_Your instructions:_
Please set down, unchanged, the line containing "Do you see the car taillight" and all the lines that follow it until the data below ends.

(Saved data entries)
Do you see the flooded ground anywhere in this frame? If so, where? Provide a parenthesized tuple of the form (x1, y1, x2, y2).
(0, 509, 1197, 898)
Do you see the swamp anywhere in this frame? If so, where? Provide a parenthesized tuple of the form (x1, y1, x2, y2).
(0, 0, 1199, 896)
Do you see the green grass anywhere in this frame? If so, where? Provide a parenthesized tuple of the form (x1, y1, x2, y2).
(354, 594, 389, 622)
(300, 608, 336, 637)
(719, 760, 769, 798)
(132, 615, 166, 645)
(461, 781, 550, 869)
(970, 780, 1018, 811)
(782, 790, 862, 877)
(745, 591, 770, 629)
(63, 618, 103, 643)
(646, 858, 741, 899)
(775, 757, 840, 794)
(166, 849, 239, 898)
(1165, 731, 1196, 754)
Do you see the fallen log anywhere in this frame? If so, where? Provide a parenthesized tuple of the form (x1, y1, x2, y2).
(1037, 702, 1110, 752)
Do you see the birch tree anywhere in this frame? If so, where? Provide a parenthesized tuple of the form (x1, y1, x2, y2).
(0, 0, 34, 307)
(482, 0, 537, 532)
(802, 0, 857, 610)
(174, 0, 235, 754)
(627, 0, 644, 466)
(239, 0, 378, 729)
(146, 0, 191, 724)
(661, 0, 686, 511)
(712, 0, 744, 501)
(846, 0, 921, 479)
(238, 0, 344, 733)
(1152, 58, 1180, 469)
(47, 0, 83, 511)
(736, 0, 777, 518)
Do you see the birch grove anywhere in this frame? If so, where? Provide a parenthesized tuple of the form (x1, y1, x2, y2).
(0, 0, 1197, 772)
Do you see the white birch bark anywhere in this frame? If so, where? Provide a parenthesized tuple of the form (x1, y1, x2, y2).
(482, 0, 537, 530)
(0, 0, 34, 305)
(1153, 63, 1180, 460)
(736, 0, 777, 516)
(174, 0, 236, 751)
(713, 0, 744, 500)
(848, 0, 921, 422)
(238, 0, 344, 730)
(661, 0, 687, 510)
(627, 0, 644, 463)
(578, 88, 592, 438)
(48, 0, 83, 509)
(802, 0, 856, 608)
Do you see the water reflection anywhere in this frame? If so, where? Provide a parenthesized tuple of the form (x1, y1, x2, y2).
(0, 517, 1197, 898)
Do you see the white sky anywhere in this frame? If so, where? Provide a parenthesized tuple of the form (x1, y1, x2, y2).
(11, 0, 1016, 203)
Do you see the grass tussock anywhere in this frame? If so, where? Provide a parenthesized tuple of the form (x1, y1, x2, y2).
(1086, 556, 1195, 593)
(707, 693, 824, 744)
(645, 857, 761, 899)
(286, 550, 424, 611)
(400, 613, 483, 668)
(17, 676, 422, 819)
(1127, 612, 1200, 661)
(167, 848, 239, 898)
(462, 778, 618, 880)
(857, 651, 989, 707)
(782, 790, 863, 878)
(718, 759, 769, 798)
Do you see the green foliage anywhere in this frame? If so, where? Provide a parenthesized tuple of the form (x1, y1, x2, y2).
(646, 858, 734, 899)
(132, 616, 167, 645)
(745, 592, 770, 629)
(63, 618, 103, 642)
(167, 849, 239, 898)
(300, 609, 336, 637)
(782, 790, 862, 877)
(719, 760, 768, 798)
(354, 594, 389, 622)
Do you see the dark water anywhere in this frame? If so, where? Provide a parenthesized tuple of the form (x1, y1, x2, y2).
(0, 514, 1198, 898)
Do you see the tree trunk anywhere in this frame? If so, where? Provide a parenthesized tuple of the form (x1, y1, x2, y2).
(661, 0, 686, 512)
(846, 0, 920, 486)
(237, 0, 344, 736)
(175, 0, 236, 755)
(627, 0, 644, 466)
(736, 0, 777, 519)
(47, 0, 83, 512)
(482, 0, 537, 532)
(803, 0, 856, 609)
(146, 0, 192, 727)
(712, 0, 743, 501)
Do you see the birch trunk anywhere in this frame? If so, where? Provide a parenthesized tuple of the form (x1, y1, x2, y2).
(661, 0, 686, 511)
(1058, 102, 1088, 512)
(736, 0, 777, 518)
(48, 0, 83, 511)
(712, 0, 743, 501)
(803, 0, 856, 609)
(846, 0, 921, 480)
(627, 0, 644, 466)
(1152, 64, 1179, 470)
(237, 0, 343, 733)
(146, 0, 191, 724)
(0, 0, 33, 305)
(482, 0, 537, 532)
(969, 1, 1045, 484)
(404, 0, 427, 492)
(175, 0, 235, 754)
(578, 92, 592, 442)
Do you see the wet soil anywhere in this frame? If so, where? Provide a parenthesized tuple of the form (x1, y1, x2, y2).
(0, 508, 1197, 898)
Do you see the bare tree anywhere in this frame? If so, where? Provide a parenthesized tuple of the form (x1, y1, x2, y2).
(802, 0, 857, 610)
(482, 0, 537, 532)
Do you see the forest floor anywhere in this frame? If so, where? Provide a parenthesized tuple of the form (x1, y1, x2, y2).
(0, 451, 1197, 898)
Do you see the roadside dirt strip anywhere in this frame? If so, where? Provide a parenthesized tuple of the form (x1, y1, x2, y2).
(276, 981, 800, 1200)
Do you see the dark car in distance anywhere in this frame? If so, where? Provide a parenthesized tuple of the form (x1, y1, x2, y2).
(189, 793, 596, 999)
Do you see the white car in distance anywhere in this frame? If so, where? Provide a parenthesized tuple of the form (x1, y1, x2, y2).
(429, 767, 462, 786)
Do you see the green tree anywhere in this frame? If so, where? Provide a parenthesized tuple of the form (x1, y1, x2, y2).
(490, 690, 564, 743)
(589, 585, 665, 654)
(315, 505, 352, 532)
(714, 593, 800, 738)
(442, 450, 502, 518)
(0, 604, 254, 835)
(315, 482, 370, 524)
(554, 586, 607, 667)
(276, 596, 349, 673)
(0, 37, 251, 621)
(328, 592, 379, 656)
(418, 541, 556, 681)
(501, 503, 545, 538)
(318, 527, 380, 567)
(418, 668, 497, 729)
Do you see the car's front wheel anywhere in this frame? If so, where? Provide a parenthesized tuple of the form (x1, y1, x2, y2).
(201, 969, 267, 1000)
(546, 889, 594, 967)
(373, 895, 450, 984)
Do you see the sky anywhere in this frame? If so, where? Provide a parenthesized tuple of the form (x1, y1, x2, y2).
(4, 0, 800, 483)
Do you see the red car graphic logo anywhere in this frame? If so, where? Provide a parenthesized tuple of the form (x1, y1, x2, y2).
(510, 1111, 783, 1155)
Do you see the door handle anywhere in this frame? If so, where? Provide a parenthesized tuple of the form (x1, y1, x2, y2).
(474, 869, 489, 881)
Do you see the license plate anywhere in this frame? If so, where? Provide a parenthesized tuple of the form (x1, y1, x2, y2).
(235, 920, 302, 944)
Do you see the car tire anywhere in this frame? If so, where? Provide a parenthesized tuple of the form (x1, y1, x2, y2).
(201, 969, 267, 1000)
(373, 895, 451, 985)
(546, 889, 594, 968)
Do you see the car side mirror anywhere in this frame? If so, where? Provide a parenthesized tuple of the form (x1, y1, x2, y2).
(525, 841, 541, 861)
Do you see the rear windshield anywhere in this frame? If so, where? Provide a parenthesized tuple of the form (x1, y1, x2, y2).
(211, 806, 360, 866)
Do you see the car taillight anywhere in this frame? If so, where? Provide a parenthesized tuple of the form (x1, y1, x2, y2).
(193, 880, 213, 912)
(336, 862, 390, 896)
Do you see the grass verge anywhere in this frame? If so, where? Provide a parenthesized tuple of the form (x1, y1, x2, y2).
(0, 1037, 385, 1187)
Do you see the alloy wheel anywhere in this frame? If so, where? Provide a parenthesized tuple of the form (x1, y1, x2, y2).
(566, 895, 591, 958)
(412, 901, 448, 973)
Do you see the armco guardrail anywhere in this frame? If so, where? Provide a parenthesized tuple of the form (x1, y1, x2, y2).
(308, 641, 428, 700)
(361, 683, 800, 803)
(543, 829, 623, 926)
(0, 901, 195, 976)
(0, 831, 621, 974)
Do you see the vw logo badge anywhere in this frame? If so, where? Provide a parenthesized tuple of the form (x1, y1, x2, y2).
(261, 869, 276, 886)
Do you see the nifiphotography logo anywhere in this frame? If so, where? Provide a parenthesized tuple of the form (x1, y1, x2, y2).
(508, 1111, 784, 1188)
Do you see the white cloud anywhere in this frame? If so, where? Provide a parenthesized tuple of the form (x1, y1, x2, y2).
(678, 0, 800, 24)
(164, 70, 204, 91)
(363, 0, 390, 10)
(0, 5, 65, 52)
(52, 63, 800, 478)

_Answer section:_
Do you see the car taillight anywhere in this frame? If so, where? Provide a parenthesized tuple of the form (x1, y1, x2, y2).
(193, 880, 213, 912)
(336, 862, 390, 896)
Do you see the grass verge anywhere in this frame? If so, where? Provide a parenthesized tuple of the form (x1, y1, x2, y2).
(0, 1037, 385, 1187)
Do you see the alloy wheel anywhere in this frame? If so, where? Provide a parenthesized tuple of the form (x1, y1, x2, y2).
(566, 895, 591, 958)
(412, 901, 448, 973)
Do you see the armco guardrail anywhere in this frame? If so, where? Provide a parenthesized tuple of the form (x1, y1, x2, y2).
(308, 641, 428, 700)
(361, 683, 800, 803)
(543, 829, 623, 926)
(0, 901, 195, 976)
(0, 831, 621, 974)
Do you see the vw logo badge anywhere in this frame? If so, where? Provide a parenthesized tuple of the form (x1, y1, x2, y2).
(261, 869, 276, 886)
Do you see the nifiphotography logo anywhere in this frame? If so, where? Provide a parenthesized tuple of the form (x1, y1, x2, y2).
(508, 1111, 784, 1188)
Do you see the white cloud anywhere in this frame? If so, where? Provide a parenthesized tuple of the form (x1, y1, x2, y2).
(678, 0, 800, 24)
(164, 70, 204, 91)
(363, 0, 390, 10)
(0, 5, 65, 52)
(52, 63, 800, 478)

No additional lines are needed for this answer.